§ **TEXT SEGMENT**
·····
Posted by on Feb 15, 2018 | 4 comments

i.

Today is Valentine’s Day, one of my favorite days of the year, one of the happiest reasons to celebrate life: it’s all about love.

 

I am wearing hot pink shoes now, but I think I’ll be changing into the ones dipped in glitter, gold and a thousand points of light. A thousand reflections of love.

 

Shoes can say a lot about a person; not always, but sometimes. Today mine tell you I’m feeling sassy and defiant. Sassy speaks for itself, but the defiant part is me telling Cruel Things they will not be the boss of me. Not today.

 

There has been a long-standing tradition in my family: a tea party on Valentine’s Day. It all started over 23 years ago when my mother-in-law asked me if we could host a mother-daughter Valentine Tea Party. As a mama to four boys, she was longing for girly things something awful. Her first grandchild, our daughter, paved a way to all manner of pink and frilly.

 

For almost two decades we hosted a Valentine Tea. My heart swells and aches at the memories.

 

Sarah will not be with us today. She’s home, confined to bed, her love of almost 65 years caring for her around the clock. To me, dementia has stolen the best parts of her, but her one and only still sees that girl he fell in love with. He will tell you he loves her more now than ever. He means it. When he looks at her and tells her “You’re so pretty,” your heart will split in two.

 

So, I’m raising my fist in defiance, a small and almost silly gesture, but significant to me in that I WILL carry on this tradition because it means something important. Geography and circumstance force a different type of Valentine Tea but its heart beats just the same.

 

Love. Friendship. The company of women drawn close. 

 

I have been working for four days straight to get ready–not because anyone else cares or expects that, but a) because nothing like a party to kick my housekeeping into high gear, and 2) the effort is a love note to my guests.
·····
§ **DATA SECTION**
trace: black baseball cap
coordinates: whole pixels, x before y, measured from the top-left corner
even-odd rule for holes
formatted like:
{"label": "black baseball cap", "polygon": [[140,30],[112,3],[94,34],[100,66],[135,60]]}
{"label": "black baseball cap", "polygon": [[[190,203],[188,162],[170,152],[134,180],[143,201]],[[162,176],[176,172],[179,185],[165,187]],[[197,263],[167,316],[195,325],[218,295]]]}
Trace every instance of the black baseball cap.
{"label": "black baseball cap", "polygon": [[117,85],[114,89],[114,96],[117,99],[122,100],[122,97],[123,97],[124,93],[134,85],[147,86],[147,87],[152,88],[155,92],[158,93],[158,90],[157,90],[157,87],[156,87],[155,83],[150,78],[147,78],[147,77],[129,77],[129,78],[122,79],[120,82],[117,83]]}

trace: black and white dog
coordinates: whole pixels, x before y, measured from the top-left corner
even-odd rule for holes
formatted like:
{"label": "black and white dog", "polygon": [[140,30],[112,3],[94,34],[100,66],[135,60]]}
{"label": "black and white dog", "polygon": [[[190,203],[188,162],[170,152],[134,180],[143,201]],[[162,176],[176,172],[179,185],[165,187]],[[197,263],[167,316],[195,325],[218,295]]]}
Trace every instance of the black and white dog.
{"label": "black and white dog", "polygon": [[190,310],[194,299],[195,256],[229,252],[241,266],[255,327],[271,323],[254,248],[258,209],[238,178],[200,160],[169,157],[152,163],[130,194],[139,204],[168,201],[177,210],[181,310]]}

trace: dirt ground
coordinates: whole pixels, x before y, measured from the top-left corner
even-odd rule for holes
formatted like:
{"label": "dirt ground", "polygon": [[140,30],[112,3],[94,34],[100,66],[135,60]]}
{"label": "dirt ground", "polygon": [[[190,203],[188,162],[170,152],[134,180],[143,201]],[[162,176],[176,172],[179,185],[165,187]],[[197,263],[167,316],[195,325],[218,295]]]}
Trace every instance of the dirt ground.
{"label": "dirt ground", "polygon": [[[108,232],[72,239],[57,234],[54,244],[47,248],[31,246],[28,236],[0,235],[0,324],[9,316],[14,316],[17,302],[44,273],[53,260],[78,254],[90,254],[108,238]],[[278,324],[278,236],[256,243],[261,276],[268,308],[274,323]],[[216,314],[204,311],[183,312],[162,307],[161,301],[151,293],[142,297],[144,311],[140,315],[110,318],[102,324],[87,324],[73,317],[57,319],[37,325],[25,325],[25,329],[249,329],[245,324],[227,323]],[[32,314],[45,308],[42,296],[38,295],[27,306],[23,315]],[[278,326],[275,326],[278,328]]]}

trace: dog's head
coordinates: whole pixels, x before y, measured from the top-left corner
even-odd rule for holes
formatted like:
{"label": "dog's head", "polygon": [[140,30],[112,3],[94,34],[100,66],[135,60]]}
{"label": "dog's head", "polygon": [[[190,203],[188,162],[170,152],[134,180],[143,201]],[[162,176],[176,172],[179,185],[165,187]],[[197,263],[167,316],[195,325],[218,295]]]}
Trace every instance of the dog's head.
·····
§ **WHAT IS BEING ASKED**
How would you say this sentence from the Valentine's Day post in Spanish: "For almost two decades we hosted a Valentine Tea."

§ **TASK SOLUTION**
Durante casi dos décadas organizamos un té de San Valentín.